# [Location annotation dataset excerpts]
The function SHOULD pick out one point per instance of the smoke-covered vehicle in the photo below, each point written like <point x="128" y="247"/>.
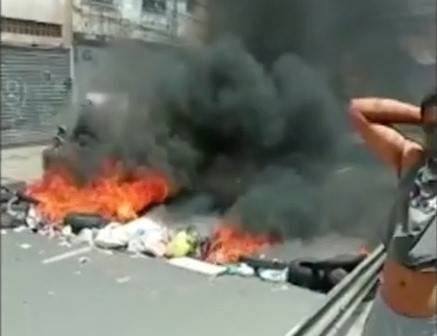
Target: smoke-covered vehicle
<point x="91" y="131"/>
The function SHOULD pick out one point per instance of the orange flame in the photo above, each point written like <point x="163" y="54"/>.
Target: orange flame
<point x="364" y="250"/>
<point x="113" y="195"/>
<point x="229" y="244"/>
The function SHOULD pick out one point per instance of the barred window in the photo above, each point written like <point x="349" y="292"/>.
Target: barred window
<point x="155" y="6"/>
<point x="28" y="27"/>
<point x="102" y="4"/>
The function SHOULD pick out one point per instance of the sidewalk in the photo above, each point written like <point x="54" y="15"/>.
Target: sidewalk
<point x="21" y="164"/>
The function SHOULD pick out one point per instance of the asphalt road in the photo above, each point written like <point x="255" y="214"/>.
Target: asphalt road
<point x="118" y="295"/>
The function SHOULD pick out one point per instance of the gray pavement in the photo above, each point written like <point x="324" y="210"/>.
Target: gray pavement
<point x="118" y="295"/>
<point x="69" y="298"/>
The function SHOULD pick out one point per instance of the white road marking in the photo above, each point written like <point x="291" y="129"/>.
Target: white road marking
<point x="67" y="255"/>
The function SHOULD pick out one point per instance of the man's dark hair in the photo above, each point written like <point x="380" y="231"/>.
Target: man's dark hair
<point x="429" y="101"/>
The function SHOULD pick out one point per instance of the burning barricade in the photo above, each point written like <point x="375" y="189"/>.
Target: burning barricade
<point x="112" y="212"/>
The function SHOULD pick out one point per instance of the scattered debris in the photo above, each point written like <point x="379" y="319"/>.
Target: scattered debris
<point x="142" y="234"/>
<point x="198" y="266"/>
<point x="241" y="269"/>
<point x="20" y="229"/>
<point x="33" y="219"/>
<point x="78" y="222"/>
<point x="107" y="252"/>
<point x="152" y="242"/>
<point x="84" y="260"/>
<point x="273" y="275"/>
<point x="280" y="288"/>
<point x="183" y="244"/>
<point x="123" y="279"/>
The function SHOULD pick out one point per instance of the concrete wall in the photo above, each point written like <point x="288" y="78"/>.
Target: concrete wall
<point x="50" y="11"/>
<point x="126" y="19"/>
<point x="46" y="11"/>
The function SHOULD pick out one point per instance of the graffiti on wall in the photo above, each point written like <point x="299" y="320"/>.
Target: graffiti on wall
<point x="14" y="95"/>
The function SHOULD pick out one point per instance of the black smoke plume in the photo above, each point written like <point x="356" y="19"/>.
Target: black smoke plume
<point x="253" y="120"/>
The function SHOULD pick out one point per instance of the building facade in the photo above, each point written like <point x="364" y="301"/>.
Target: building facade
<point x="35" y="68"/>
<point x="51" y="48"/>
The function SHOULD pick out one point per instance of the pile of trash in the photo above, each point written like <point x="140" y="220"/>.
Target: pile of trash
<point x="183" y="246"/>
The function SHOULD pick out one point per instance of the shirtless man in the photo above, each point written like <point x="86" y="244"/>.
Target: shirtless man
<point x="407" y="301"/>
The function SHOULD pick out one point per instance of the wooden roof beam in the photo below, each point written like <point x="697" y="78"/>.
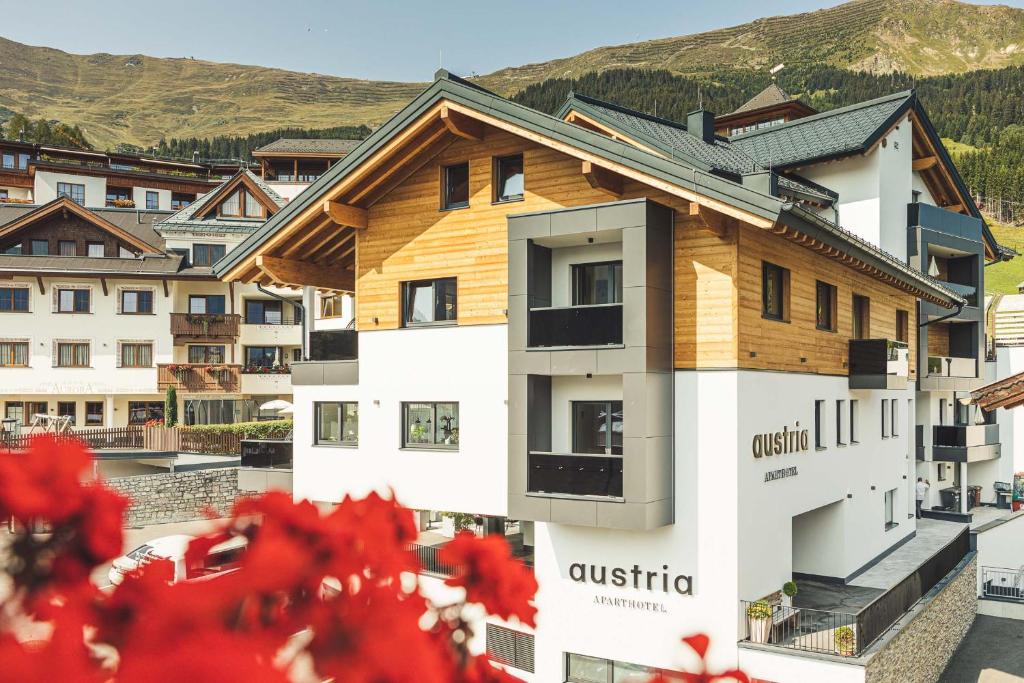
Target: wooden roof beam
<point x="302" y="273"/>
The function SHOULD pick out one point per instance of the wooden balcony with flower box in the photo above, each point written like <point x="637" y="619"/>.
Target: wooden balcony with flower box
<point x="194" y="328"/>
<point x="199" y="378"/>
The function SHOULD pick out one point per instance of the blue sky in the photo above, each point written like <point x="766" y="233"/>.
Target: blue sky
<point x="381" y="40"/>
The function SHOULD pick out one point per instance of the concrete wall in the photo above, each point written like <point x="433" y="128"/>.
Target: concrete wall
<point x="177" y="497"/>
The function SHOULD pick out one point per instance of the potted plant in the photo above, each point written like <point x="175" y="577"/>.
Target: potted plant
<point x="759" y="616"/>
<point x="845" y="641"/>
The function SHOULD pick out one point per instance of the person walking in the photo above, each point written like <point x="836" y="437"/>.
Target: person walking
<point x="923" y="486"/>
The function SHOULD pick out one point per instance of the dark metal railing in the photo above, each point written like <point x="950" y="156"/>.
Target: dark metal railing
<point x="576" y="326"/>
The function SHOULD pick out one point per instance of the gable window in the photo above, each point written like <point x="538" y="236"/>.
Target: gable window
<point x="13" y="354"/>
<point x="825" y="307"/>
<point x="597" y="427"/>
<point x="136" y="302"/>
<point x="73" y="190"/>
<point x="455" y="186"/>
<point x="14" y="299"/>
<point x="337" y="423"/>
<point x="206" y="303"/>
<point x="861" y="316"/>
<point x="428" y="301"/>
<point x="430" y="425"/>
<point x="73" y="354"/>
<point x="774" y="285"/>
<point x="207" y="254"/>
<point x="73" y="301"/>
<point x="508" y="178"/>
<point x="595" y="284"/>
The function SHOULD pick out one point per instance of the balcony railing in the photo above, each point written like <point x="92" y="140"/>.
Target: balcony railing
<point x="205" y="326"/>
<point x="199" y="378"/>
<point x="576" y="326"/>
<point x="574" y="474"/>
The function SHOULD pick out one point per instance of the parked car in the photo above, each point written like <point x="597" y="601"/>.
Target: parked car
<point x="221" y="557"/>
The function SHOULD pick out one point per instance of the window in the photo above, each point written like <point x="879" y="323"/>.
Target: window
<point x="885" y="418"/>
<point x="854" y="408"/>
<point x="455" y="184"/>
<point x="819" y="424"/>
<point x="825" y="309"/>
<point x="337" y="424"/>
<point x="597" y="283"/>
<point x="135" y="302"/>
<point x="206" y="354"/>
<point x="73" y="301"/>
<point x="262" y="356"/>
<point x="136" y="355"/>
<point x="597" y="427"/>
<point x="430" y="425"/>
<point x="508" y="178"/>
<point x="207" y="254"/>
<point x="140" y="412"/>
<point x="73" y="354"/>
<point x="428" y="301"/>
<point x="14" y="299"/>
<point x="206" y="303"/>
<point x="840" y="417"/>
<point x="68" y="409"/>
<point x="861" y="316"/>
<point x="890" y="509"/>
<point x="13" y="354"/>
<point x="72" y="189"/>
<point x="902" y="327"/>
<point x="93" y="413"/>
<point x="774" y="286"/>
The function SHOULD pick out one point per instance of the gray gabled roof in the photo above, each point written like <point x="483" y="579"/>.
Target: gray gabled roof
<point x="675" y="171"/>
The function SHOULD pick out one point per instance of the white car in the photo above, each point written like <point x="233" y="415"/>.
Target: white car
<point x="220" y="558"/>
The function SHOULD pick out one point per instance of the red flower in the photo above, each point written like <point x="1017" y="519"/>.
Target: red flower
<point x="491" y="575"/>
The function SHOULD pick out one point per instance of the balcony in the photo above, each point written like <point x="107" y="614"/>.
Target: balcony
<point x="577" y="475"/>
<point x="187" y="328"/>
<point x="199" y="378"/>
<point x="965" y="443"/>
<point x="879" y="364"/>
<point x="576" y="326"/>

# [JOB]
Write out the listing word for word, omitting the pictures it holds.

# [COMPLETED EXERCISE]
The function SHOULD pick out one point per instance of the smoke-covered vehicle in the photo below, each point written like <point x="128" y="247"/>.
Target: smoke-covered vehicle
<point x="91" y="131"/>
The function SHOULD pick out one point per instance of the orange flame in the photo above, each point written like <point x="163" y="54"/>.
Target: orange flame
<point x="364" y="250"/>
<point x="113" y="195"/>
<point x="229" y="244"/>
The function SHOULD pick out one point per instance of the barred window in the photo above, each point written like <point x="349" y="292"/>.
Target: barred window
<point x="155" y="6"/>
<point x="28" y="27"/>
<point x="102" y="4"/>
The function SHOULD pick out one point per instance of the sidewalk in the photo above, each point written like <point x="54" y="15"/>.
Target: sidewalk
<point x="21" y="164"/>
The function SHOULD pick out one point per instance of the asphalt road in the photo above, each point written like <point x="255" y="214"/>.
Target: asphalt road
<point x="118" y="295"/>
The function SHOULD pick out one point per instance of the gray pavement in the photo above, each point written like <point x="324" y="210"/>.
Target: gray pavement
<point x="118" y="295"/>
<point x="69" y="298"/>
The function SHOULD pick out one point per instance of the white road marking in the photo above, each point written like <point x="291" y="129"/>.
Target: white road marking
<point x="67" y="255"/>
The function SHOULD pick out one point per instance of the man's dark hair in the photo above, each point written like <point x="380" y="231"/>.
Target: man's dark hair
<point x="429" y="101"/>
The function SHOULD pick out one point per instance of the burning barricade in the photo above, each point written like <point x="375" y="189"/>.
Target: burning barricade
<point x="112" y="212"/>
The function SHOULD pick out one point per instance of the scattered debris in the photo above, each point written like <point x="379" y="319"/>.
Target: scattered debris
<point x="142" y="234"/>
<point x="198" y="266"/>
<point x="241" y="269"/>
<point x="20" y="229"/>
<point x="33" y="219"/>
<point x="78" y="222"/>
<point x="107" y="252"/>
<point x="152" y="242"/>
<point x="84" y="260"/>
<point x="273" y="275"/>
<point x="280" y="288"/>
<point x="183" y="244"/>
<point x="123" y="279"/>
The function SHOULD pick out one point per instance of the concrete wall in the photo above, each point written like <point x="288" y="78"/>.
Target: concrete wall
<point x="50" y="11"/>
<point x="126" y="19"/>
<point x="46" y="11"/>
The function SHOULD pick out one point per instance of the graffiti on wall in the photo above, each point written like <point x="299" y="320"/>.
Target: graffiti on wall
<point x="14" y="95"/>
The function SHOULD pick out one point per instance of the black smoke plume in the photo above, each point written like <point x="356" y="19"/>.
Target: black smoke plume
<point x="253" y="120"/>
The function SHOULD pick out one point per instance of the building facade in the photo above, each point written like <point x="364" y="301"/>.
Target: building facade
<point x="35" y="68"/>
<point x="51" y="48"/>
The function SHOULD pick out one point per instance of the pile of trash in the photo above, each point written like <point x="140" y="220"/>.
Target: pile of trash
<point x="183" y="246"/>
The function SHOULD pick out one point per instance of the shirtless man in the photo above, each point written like <point x="86" y="244"/>.
Target: shirtless man
<point x="407" y="301"/>
The function SHOULD pick out one point per instance of the wooden roof beam in the photo below, each point written like <point x="697" y="78"/>.
Target: wooden roof beam
<point x="302" y="273"/>
The function SHOULD pick out one point per instance of the wooden balcony with flower box in the photo above, each point written like <point x="637" y="619"/>.
Target: wooden balcony with flower box
<point x="194" y="328"/>
<point x="199" y="378"/>
The function SHOULD pick out one point per instance of the blue sky in the photo above, each point written like <point x="766" y="233"/>.
Target: blue sky
<point x="381" y="40"/>
The function SHOULD pick out one point per instance of the concrete wall in the photo above, each point written like <point x="433" y="128"/>.
Target: concrete wall
<point x="177" y="497"/>
The function SHOULD pick out one point per instance of the potted plant in the photo above, each point written like <point x="175" y="577"/>.
Target: potted plant
<point x="759" y="616"/>
<point x="845" y="641"/>
The function SHOULD pick out one point per instance of the person walking in the photo above, each point written like <point x="836" y="437"/>.
Target: person walking
<point x="923" y="486"/>
The function SHOULD pick out one point per instance of the dark metal railing in the photo above, each point written like <point x="950" y="156"/>.
Target: dark metal railing
<point x="576" y="326"/>
The function SHOULD pick out one point per instance of the gable window in the photo above, each point written like <point x="538" y="236"/>.
Target: gable window
<point x="13" y="354"/>
<point x="825" y="307"/>
<point x="597" y="427"/>
<point x="136" y="302"/>
<point x="73" y="190"/>
<point x="455" y="186"/>
<point x="14" y="299"/>
<point x="337" y="423"/>
<point x="206" y="303"/>
<point x="861" y="316"/>
<point x="428" y="301"/>
<point x="430" y="425"/>
<point x="73" y="354"/>
<point x="774" y="285"/>
<point x="207" y="254"/>
<point x="73" y="301"/>
<point x="508" y="178"/>
<point x="595" y="284"/>
The function SHOULD pick out one point per instance of the balcony railing in the photo above, each point written like <point x="92" y="140"/>.
Target: balcony railing
<point x="205" y="326"/>
<point x="199" y="378"/>
<point x="576" y="326"/>
<point x="574" y="474"/>
The function SHOULD pick out one point per instance of the parked car in the photo above, each point written like <point x="597" y="601"/>.
Target: parked car
<point x="221" y="557"/>
The function SHOULD pick out one point per instance of the window in the photo above, each point written like <point x="879" y="323"/>.
Target: window
<point x="885" y="418"/>
<point x="854" y="408"/>
<point x="455" y="184"/>
<point x="819" y="424"/>
<point x="825" y="309"/>
<point x="337" y="424"/>
<point x="597" y="283"/>
<point x="135" y="302"/>
<point x="206" y="354"/>
<point x="73" y="301"/>
<point x="262" y="356"/>
<point x="136" y="355"/>
<point x="597" y="427"/>
<point x="430" y="425"/>
<point x="508" y="178"/>
<point x="207" y="254"/>
<point x="140" y="412"/>
<point x="73" y="354"/>
<point x="428" y="301"/>
<point x="14" y="299"/>
<point x="206" y="303"/>
<point x="840" y="417"/>
<point x="68" y="409"/>
<point x="861" y="316"/>
<point x="890" y="509"/>
<point x="13" y="354"/>
<point x="72" y="189"/>
<point x="902" y="327"/>
<point x="93" y="413"/>
<point x="774" y="286"/>
The function SHOULD pick out one point per instance of the gray gabled roof in the photo above, each point written like <point x="483" y="579"/>.
Target: gray gabled roof
<point x="675" y="171"/>
The function SHOULD pick out one point per instance of the white car in the photo above, each point written like <point x="233" y="415"/>.
Target: white car
<point x="220" y="558"/>
The function SHOULD pick out one point per instance of the red flower in the photo above, each point written like <point x="1017" y="519"/>.
Target: red flower
<point x="491" y="575"/>
The function SHOULD pick out one point per instance of the balcony in the photo above, each point written like <point x="107" y="614"/>.
Target: balcony
<point x="577" y="475"/>
<point x="187" y="328"/>
<point x="199" y="378"/>
<point x="965" y="443"/>
<point x="879" y="364"/>
<point x="576" y="326"/>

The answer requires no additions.